=== Teks Halaman ===
Warta

Tradisi Berpindah-pindah Masjid bagi Muslim Maroko

Sen, 31 Agustus 2009 | 20:33 WIB

Rabat, NU Online
Di antara kegemaran orang Maroko dalam melaksanakan shalat tarawih adalah banyak yang berpindah-pindah masjid, setiap malamnya dari masjid satu ke masjid yang lainnya. Mereka pun bangga bila mendapati imam tarawih yang dianggap bagus membaca Al-Qur’annya.

Fanatisme simbol beragama pun kian akut mewarnai aktivitas ibadah. Mereka bangga memakai Jallabah (jubah khas Maroko) dan mengutamakan warna putih sesuai sunnah Rasulullah. Biasanya di sepuluh hari terakhir (bulan Ramadhan) dengan pakaian tradisional itu, aksi berpindah-pindah masjid pun kian meningkat, bahkan dalam satu malam pun satu orang bisa berpindah-pindah tiga masjid atau lebih untuk ber'Ă­tikaf.<>

Demikian dilaporkan H Nasrulloh Afandi Lc, anak muda NU yang sedang merampungkan thesisnya di jurusan fiqih kontemporer, Pascasarjana universitas Qodi Iyadh Maroko.

Mayoritas pemukiman penduduk di sini sangat padat, jadi dalam satu lingkungan hay (pemukiman) saja bisa terdapat dua sampai tiga masjid atau lebih. Kian memudahkan untuk berpindah-pindah masjid. Tidak sebagaimana masjid di Indonesia yang umumnya terpisah jauh antar desa yang bertetangga.

Bahkan banyak pula yang menggunakan kendaraan bermotor demi untuk memburu masjid yang diinginkannya.

Perombakan Imam  

Setiap bulan Ramadhan, untuk imam shalat tarawih, mayoritas atau bahkan hampir di setiap masjid mengalami "perombakan", dengan menurunkan para imam hafal Al-Qur’an yang  masih muda usianya.
=== Informasi yang Diberikan ===
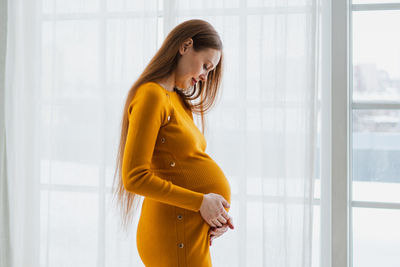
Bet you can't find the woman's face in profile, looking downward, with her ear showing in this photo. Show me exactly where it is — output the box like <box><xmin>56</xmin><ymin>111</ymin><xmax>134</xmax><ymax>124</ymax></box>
<box><xmin>175</xmin><ymin>38</ymin><xmax>221</xmax><ymax>89</ymax></box>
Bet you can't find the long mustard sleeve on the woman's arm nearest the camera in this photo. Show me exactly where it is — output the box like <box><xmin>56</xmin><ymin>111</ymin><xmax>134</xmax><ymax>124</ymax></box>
<box><xmin>122</xmin><ymin>85</ymin><xmax>204</xmax><ymax>211</ymax></box>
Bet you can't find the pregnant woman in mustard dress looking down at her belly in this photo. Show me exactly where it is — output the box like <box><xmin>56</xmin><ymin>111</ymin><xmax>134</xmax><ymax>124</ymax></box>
<box><xmin>114</xmin><ymin>19</ymin><xmax>234</xmax><ymax>267</ymax></box>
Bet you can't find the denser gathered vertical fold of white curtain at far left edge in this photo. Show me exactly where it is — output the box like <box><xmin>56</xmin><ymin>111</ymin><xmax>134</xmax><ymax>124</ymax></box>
<box><xmin>3</xmin><ymin>0</ymin><xmax>40</xmax><ymax>266</ymax></box>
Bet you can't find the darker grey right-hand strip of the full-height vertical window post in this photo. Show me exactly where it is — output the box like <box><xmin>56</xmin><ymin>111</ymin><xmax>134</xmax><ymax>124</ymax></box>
<box><xmin>331</xmin><ymin>0</ymin><xmax>351</xmax><ymax>267</ymax></box>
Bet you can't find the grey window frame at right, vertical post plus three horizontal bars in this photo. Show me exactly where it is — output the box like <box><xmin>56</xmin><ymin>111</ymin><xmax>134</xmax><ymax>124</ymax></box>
<box><xmin>320</xmin><ymin>0</ymin><xmax>400</xmax><ymax>267</ymax></box>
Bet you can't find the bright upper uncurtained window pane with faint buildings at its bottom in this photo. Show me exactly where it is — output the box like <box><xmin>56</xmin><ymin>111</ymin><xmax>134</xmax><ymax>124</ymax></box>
<box><xmin>353</xmin><ymin>10</ymin><xmax>400</xmax><ymax>101</ymax></box>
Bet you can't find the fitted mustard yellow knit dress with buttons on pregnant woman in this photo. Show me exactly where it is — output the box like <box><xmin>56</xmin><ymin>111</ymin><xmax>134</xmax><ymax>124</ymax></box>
<box><xmin>122</xmin><ymin>82</ymin><xmax>231</xmax><ymax>267</ymax></box>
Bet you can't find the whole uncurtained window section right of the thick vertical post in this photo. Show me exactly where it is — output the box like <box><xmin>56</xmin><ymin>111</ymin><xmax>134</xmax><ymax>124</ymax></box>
<box><xmin>349</xmin><ymin>0</ymin><xmax>400</xmax><ymax>267</ymax></box>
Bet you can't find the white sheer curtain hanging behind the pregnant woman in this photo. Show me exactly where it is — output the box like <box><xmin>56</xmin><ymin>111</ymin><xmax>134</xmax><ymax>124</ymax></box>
<box><xmin>0</xmin><ymin>0</ymin><xmax>319</xmax><ymax>267</ymax></box>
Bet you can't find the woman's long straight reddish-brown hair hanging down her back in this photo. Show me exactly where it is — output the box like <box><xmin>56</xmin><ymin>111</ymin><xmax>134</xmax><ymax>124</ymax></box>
<box><xmin>113</xmin><ymin>19</ymin><xmax>223</xmax><ymax>230</ymax></box>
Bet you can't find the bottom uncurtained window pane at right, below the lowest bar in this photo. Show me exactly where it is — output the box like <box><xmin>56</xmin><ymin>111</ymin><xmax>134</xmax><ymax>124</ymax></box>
<box><xmin>353</xmin><ymin>208</ymin><xmax>400</xmax><ymax>267</ymax></box>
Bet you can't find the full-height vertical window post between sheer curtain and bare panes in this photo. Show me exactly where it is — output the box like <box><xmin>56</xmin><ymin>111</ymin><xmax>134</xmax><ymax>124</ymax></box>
<box><xmin>320</xmin><ymin>0</ymin><xmax>351</xmax><ymax>267</ymax></box>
===
- Yang Harus Dilakukan
Tolong sunting bagian teks tentang tradisi berpindah-pindah masjid di Maroko antara "Demikian dilaporkan H" dan "masjid yang diinginkannya.", termasuk keduanya, dengan mengganti "kendaraan bermotor" menjadi "sepeda", lalu tuliskan kembali bagian itu.

- Jawaban Tugas
Demikian dilaporkan H Nasrulloh Afandi Lc, anak muda NU yang sedang merampungkan thesisnya di jurusan fiqih kontemporer, Pascasarjana universitas Qodi Iyadh Maroko.

Mayoritas pemukiman penduduk di sini sangat padat, jadi dalam satu lingkungan hay (pemukiman) saja bisa terdapat dua sampai tiga masjid atau lebih. Kian memudahkan untuk berpindah-pindah masjid. Tidak sebagaimana masjid di Indonesia yang umumnya terpisah jauh antar desa yang bertetangga.

Bahkan banyak pula yang menggunakan sepeda demi untuk memburu masjid yang diinginkannya.